Dataset entries:
§

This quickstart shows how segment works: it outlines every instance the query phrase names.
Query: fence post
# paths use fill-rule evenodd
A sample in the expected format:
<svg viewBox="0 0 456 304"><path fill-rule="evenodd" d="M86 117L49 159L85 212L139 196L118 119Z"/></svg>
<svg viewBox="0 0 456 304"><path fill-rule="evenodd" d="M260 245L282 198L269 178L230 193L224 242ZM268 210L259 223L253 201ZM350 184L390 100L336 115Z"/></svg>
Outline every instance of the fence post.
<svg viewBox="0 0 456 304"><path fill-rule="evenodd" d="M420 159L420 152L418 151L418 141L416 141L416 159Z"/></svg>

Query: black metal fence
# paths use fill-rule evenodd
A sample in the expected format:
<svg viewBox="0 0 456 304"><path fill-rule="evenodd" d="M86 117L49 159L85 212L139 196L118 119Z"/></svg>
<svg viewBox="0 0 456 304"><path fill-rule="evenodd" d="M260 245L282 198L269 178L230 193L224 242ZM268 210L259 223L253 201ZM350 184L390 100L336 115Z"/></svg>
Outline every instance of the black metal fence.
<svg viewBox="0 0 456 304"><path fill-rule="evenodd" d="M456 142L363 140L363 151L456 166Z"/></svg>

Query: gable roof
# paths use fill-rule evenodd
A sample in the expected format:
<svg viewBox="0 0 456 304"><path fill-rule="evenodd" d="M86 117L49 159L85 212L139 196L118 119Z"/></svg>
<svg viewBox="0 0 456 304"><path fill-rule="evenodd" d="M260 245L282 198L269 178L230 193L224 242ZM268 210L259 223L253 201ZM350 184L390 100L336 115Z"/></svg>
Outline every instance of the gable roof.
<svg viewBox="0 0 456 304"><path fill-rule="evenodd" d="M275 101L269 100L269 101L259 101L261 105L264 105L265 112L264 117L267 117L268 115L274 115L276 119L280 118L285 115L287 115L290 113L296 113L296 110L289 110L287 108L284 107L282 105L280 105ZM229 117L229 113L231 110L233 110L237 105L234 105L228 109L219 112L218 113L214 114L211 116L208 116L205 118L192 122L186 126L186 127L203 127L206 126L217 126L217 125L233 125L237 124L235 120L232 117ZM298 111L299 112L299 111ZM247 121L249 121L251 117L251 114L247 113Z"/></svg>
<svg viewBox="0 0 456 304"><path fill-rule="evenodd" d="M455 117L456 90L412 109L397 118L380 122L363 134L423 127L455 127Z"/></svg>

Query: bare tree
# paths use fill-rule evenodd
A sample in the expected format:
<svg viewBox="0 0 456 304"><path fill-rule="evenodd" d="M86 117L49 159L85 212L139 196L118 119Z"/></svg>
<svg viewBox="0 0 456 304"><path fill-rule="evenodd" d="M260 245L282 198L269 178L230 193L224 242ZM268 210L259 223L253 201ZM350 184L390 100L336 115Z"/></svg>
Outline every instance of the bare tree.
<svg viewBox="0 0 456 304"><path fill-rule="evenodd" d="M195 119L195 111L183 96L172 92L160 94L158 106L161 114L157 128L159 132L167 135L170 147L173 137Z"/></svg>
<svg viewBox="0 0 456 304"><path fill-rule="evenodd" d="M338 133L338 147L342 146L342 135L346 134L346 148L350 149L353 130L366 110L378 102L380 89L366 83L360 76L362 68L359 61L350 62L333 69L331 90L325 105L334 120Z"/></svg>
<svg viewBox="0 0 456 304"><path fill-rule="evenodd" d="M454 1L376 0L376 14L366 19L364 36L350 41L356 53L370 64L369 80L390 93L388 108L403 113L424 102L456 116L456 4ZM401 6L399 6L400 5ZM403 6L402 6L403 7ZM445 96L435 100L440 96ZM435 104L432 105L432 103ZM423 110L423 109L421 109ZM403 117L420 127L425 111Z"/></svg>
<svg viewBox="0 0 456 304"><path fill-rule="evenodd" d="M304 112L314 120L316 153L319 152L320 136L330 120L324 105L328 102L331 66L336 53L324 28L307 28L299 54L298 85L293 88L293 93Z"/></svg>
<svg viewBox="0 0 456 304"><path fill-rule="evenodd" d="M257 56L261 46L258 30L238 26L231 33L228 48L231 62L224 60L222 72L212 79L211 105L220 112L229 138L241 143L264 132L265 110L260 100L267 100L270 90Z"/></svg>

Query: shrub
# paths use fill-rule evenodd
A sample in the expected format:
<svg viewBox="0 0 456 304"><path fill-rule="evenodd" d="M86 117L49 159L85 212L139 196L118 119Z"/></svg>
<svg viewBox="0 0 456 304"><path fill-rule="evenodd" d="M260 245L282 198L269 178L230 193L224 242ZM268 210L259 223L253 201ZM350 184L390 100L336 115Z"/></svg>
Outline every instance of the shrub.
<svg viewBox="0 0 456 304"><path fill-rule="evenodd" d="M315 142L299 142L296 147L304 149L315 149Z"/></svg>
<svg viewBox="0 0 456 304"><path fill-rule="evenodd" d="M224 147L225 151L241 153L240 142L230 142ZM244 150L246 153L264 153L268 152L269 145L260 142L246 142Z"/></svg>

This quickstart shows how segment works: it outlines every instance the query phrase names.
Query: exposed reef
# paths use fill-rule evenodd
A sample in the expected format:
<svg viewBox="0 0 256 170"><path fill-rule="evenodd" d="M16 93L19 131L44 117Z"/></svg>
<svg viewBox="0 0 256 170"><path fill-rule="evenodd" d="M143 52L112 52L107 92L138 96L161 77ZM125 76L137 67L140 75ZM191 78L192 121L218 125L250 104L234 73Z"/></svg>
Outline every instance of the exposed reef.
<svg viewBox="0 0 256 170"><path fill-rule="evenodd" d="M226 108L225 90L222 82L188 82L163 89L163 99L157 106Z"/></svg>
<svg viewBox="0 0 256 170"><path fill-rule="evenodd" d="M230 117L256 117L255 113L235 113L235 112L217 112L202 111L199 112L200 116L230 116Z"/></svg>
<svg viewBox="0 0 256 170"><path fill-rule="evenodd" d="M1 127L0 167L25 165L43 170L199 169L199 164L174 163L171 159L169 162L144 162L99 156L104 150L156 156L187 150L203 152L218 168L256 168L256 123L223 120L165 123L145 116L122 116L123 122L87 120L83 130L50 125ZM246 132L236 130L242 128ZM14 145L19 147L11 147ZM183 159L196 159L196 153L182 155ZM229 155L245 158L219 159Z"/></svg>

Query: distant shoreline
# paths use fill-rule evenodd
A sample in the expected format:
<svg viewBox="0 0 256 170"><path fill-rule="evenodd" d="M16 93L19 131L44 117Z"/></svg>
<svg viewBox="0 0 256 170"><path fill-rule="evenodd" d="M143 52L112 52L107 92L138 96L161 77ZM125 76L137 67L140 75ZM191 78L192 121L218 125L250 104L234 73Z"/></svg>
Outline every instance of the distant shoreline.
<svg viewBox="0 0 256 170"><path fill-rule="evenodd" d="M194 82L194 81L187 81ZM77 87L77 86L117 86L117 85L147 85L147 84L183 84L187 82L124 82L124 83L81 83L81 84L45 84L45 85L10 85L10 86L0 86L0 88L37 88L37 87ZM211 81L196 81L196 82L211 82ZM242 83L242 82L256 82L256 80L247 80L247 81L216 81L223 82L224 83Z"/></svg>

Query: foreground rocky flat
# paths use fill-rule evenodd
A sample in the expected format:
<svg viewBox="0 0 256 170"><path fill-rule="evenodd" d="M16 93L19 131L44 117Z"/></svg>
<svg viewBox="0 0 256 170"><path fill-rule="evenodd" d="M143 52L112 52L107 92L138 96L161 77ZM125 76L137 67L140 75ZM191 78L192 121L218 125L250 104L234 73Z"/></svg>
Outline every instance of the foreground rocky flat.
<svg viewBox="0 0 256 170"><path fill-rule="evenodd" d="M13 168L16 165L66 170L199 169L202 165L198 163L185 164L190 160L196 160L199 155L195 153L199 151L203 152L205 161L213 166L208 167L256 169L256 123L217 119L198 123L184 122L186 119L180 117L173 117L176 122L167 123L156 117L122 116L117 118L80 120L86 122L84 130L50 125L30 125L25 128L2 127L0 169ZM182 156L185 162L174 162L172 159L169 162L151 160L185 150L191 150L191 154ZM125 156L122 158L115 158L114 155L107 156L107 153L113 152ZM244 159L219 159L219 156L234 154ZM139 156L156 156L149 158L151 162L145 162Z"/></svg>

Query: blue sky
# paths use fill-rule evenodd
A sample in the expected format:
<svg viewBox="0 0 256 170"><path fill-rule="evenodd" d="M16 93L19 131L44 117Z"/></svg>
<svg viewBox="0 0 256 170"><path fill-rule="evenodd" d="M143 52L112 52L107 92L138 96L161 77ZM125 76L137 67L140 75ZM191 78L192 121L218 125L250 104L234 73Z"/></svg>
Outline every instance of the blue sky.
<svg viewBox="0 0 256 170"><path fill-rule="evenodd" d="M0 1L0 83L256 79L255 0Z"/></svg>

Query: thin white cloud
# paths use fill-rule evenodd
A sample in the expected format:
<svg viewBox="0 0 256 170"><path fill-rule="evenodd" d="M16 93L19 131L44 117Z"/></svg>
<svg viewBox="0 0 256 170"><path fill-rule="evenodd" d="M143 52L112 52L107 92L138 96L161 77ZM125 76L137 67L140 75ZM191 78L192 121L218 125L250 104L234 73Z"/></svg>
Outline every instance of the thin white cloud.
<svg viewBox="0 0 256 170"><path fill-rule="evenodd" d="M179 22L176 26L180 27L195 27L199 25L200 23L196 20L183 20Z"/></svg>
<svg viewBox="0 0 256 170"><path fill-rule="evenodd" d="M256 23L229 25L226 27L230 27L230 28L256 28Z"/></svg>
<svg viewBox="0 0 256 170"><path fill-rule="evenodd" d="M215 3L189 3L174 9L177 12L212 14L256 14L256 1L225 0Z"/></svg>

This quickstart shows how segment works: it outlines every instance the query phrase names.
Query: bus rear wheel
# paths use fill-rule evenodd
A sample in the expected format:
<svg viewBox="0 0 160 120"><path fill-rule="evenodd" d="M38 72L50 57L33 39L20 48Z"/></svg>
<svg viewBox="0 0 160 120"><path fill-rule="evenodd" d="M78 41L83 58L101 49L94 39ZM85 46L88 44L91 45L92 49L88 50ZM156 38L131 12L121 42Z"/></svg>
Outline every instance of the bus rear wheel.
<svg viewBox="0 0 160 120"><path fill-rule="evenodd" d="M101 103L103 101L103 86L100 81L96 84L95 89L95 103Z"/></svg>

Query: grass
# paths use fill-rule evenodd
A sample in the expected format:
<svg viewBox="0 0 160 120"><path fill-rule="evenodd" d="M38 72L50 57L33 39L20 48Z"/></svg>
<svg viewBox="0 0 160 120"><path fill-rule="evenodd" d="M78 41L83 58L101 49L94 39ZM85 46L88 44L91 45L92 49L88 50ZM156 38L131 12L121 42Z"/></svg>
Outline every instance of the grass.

§

Reproduce the lines of the data from the line containing "Query: grass" through the end, substituting "lawn" for "grass" and leaving everything else unchanged.

__THE RESULT__.
Query: lawn
# paths use fill-rule evenodd
A sample in the expected format:
<svg viewBox="0 0 160 120"><path fill-rule="evenodd" d="M38 72L50 57L33 39L20 48Z"/></svg>
<svg viewBox="0 0 160 120"><path fill-rule="evenodd" d="M78 41L83 58L101 49L94 39ZM85 46L88 44L91 45L92 49L88 50ZM156 38L131 12L121 42Z"/></svg>
Outline every instance of the lawn.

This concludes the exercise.